--- TASK DETAILS ---
List every topic the interview excerpt says was discussed with Scott.

--- PASSAGE PROVIDED ---
---------------

The Sculptor is about a young artist named David Smith who makes a deal with Death to be able to sculpt anything he can imagine, from any surface he touches. In exchange, he now has only 200 days to live. The deal gets even more complicated when he meets the love of his life in the eleventh hour. The Sculptor hits stores in the U.S. and the rest of the world beginning Feb. 3.

I had the honor of talking with Scott about his new book, life, art and, of course, comics. 

The protagonist of The Sculptor has to make a choice between his art and his life. Being a husband and a father and having just completed a 500-page graphic novel—on top of everything else you’ve done in your career—you seem like you’ve found some sort of personal balance in this struggle yourself. What’s your secret?

---------------

--- MATERIAL PROVIDED ---
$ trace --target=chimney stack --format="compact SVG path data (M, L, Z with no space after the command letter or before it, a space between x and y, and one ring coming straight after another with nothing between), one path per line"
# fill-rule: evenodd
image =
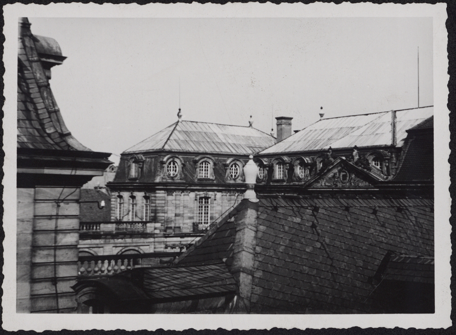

---------------

--- EXERCISE SOLUTION ---
his new book
life
art
comics